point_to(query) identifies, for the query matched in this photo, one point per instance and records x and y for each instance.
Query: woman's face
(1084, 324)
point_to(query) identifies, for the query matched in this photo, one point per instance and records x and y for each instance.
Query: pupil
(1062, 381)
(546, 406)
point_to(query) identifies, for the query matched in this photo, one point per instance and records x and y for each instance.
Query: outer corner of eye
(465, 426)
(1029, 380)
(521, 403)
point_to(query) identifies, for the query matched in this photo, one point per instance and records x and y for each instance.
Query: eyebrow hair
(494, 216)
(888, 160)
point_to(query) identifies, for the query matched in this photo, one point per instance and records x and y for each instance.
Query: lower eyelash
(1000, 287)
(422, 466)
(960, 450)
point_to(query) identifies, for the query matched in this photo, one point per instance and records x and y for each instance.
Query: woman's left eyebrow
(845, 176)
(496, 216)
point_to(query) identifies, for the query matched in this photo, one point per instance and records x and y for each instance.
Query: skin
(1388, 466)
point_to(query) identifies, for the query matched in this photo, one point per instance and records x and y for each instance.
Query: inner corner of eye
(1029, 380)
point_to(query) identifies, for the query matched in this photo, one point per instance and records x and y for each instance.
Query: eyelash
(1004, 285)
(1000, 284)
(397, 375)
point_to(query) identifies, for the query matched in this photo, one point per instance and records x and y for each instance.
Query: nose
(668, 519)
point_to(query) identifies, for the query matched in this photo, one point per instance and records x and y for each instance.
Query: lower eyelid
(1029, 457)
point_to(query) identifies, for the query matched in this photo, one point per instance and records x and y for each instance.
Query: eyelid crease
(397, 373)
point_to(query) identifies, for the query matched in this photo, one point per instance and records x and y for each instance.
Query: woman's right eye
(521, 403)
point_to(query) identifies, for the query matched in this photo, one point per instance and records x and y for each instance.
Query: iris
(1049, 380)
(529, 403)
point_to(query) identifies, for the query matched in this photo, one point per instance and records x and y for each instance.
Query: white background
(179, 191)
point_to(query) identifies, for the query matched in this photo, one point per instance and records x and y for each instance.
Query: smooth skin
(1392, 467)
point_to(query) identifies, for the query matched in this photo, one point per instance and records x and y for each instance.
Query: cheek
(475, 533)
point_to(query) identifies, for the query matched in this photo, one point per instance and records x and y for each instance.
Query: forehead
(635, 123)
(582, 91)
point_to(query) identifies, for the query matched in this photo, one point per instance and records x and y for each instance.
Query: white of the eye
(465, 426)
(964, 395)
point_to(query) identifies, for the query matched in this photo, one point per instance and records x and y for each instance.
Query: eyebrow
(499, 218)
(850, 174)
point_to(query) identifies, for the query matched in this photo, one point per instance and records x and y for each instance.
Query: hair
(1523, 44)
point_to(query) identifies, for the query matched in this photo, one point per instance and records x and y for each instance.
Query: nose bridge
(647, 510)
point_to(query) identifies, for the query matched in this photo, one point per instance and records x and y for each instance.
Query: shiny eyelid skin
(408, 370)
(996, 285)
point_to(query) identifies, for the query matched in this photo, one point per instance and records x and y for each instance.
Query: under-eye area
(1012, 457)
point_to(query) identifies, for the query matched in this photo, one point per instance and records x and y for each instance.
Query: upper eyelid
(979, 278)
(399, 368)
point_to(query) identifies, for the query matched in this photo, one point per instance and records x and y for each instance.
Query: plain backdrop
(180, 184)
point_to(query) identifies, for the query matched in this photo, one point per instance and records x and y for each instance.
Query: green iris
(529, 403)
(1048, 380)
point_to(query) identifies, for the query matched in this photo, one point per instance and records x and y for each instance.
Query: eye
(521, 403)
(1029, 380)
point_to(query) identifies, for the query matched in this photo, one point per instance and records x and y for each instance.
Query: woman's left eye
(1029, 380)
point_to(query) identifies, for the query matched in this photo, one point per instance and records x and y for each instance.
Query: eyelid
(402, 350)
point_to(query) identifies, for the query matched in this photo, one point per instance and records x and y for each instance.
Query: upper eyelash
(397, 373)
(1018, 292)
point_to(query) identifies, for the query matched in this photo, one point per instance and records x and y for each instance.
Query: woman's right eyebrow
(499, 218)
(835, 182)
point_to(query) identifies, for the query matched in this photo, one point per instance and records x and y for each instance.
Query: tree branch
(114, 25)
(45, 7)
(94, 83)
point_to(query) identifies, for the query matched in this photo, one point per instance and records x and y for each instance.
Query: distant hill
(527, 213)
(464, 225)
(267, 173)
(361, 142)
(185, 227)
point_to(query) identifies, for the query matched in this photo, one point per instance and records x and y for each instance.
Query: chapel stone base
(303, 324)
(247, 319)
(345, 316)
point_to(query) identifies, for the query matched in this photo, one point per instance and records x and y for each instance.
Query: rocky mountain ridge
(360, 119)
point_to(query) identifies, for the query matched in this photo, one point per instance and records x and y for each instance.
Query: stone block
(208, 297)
+===+
■ Given exercise:
Reproduce the rows starting at the beginning of the rows and ending at the line that contains "(1084, 324)", with "face" swapped for "head" and everything else left unchanged. Give only those lines.

■ Response for this exercise:
point_to(query) identifies, for the query matched in this photo, one point per instance and records x and y for each instance.
Query: woman's head
(1084, 324)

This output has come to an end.